PROMPT: Among the entries below, one line contains "Objective — one point per instance of the cathedral" and another contains "Objective — one point per instance of the rectangular". Transcribe those two lines and every line between them, exactly.

──────── RECORD EXTRACTS

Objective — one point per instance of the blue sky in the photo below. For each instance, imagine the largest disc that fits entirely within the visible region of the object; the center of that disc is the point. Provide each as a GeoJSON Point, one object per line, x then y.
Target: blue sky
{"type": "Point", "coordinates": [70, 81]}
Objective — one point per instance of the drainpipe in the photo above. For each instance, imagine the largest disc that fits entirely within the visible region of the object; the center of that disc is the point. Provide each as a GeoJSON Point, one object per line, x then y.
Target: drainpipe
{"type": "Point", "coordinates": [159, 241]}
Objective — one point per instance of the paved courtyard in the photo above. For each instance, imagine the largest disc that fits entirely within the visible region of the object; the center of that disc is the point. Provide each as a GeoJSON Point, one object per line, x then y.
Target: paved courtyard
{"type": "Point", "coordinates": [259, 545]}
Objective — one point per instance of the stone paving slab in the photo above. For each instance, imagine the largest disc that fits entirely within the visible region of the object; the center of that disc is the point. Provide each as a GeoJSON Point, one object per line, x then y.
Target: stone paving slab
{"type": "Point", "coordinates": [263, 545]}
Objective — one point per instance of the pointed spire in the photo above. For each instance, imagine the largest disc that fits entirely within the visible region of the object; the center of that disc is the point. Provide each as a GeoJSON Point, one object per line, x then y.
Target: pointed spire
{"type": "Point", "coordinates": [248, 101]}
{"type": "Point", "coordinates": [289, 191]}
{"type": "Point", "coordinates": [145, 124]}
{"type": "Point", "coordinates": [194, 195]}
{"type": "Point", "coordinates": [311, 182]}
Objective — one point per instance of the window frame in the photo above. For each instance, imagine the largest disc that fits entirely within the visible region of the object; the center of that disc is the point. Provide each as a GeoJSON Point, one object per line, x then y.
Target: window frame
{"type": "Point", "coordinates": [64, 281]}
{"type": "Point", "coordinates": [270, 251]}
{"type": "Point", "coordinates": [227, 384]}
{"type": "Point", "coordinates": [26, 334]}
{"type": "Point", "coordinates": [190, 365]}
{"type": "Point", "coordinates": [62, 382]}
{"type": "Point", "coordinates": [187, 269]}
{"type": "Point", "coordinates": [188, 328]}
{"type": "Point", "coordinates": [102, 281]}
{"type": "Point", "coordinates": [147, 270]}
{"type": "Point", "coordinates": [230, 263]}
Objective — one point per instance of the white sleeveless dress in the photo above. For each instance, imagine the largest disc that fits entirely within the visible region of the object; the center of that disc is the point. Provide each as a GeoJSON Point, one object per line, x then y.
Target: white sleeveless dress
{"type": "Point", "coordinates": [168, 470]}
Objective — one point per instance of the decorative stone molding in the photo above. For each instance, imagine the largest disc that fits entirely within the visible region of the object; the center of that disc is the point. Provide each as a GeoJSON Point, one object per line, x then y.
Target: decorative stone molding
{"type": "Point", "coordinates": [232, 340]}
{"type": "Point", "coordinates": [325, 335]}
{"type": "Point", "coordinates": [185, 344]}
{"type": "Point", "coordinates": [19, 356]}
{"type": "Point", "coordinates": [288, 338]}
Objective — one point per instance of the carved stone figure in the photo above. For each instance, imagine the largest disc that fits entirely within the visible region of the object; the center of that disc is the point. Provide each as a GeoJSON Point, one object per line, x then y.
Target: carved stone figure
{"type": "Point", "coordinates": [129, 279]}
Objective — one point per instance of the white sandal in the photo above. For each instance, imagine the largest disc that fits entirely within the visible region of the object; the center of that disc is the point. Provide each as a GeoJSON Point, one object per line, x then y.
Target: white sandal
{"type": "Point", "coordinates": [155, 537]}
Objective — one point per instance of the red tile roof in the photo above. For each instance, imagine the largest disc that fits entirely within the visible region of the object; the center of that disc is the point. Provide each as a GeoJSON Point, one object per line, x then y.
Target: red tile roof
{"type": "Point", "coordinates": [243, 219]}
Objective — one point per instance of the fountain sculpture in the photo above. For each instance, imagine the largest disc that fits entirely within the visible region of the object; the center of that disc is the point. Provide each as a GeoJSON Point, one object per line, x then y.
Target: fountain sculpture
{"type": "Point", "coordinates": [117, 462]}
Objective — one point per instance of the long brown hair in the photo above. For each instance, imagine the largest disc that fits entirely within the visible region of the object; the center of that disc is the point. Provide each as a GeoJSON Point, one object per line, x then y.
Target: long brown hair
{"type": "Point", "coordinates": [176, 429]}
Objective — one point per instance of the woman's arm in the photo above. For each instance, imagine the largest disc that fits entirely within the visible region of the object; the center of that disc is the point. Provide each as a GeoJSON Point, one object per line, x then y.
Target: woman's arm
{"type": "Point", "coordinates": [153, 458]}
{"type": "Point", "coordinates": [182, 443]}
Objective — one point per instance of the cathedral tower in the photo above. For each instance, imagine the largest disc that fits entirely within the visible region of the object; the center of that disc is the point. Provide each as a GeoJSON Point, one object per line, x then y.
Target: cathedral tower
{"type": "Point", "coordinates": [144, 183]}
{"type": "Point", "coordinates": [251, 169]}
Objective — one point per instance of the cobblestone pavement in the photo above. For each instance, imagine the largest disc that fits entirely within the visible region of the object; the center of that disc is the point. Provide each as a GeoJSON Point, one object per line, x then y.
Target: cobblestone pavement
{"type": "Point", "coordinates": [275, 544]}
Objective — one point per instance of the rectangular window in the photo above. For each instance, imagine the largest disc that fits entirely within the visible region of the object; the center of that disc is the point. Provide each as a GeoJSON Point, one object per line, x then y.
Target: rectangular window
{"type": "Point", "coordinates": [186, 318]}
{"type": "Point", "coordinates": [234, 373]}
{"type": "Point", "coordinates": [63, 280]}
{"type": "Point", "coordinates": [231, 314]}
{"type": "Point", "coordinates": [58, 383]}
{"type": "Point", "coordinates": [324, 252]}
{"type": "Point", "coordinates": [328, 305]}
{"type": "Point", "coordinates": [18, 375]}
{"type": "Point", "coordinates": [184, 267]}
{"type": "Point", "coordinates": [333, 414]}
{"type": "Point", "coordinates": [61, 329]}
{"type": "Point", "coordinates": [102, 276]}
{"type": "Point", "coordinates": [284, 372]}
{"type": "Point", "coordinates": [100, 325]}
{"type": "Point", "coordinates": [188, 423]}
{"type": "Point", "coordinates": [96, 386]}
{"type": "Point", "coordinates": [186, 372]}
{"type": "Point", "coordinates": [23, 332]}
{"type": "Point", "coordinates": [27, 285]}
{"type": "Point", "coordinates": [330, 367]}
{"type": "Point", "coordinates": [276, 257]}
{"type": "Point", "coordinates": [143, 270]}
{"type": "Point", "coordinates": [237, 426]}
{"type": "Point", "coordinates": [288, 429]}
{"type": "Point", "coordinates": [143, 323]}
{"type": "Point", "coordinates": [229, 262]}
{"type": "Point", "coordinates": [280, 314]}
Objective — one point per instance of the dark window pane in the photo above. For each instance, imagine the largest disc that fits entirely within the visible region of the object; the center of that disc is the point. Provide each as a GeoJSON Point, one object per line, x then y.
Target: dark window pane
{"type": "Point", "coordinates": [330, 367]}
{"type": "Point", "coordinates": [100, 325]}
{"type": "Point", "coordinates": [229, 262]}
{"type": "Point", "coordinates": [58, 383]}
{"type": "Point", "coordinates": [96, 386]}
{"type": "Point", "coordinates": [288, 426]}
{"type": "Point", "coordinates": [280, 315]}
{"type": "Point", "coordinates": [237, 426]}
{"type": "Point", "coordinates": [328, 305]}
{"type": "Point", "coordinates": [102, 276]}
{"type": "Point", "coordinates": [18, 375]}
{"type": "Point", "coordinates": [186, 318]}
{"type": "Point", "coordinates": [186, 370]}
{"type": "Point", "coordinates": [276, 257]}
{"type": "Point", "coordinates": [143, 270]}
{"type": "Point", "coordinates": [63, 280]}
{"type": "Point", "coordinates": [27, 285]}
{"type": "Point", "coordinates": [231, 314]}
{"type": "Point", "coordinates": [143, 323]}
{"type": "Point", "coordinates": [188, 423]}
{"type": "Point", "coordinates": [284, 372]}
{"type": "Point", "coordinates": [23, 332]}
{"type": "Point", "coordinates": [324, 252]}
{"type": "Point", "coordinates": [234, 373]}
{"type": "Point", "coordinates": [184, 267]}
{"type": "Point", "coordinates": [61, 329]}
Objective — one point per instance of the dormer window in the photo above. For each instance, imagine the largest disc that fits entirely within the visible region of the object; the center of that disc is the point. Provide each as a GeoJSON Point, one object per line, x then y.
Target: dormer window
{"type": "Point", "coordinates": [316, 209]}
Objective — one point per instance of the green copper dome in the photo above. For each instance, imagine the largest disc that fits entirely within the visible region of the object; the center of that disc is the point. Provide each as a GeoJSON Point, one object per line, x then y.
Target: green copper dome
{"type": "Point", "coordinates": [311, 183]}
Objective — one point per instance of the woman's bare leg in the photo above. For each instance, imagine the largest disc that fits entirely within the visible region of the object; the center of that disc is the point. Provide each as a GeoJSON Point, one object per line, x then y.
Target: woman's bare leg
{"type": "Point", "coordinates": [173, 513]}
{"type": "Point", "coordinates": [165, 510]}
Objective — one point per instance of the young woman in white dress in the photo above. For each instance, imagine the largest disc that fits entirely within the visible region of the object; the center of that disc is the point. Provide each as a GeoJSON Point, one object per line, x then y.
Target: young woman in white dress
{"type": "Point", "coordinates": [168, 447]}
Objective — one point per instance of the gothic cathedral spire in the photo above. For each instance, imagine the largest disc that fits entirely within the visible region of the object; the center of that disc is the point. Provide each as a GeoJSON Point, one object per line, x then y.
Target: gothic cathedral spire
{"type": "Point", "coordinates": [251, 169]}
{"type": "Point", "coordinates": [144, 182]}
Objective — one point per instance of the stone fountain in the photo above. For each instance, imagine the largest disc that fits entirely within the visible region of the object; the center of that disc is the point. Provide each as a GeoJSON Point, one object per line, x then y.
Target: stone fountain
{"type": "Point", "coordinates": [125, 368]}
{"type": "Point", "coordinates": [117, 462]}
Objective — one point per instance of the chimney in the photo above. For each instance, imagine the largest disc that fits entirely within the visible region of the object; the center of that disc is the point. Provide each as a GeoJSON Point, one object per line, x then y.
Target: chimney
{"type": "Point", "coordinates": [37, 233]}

────────────────

EXERCISE RESULT:
Objective — one point per instance of the cathedral tower in the photo above. For each instance, imagine the largest disc that fits entirely within the visible region of the object; the center of that disc is the point. Provide each as a GeoJSON Point, one object per line, x then y.
Target: cathedral tower
{"type": "Point", "coordinates": [144, 183]}
{"type": "Point", "coordinates": [251, 169]}
Objective — one point per instance of the cobblestone pavement in the photo above. For each instance, imagine the largest disc that fits entirely within the visible region of the object; the center of that disc is the point. Provide each as a GeoJSON Point, one object per line, x then y.
Target: cobblestone pavement
{"type": "Point", "coordinates": [275, 544]}
Objective — one point per instance of the rectangular window in the photo above. For each instance, imagine the largest disc that fits entirely within the visible region of the object; the center of that disc is the point. Provide each as a GeoJSON Point, one object per line, x then y.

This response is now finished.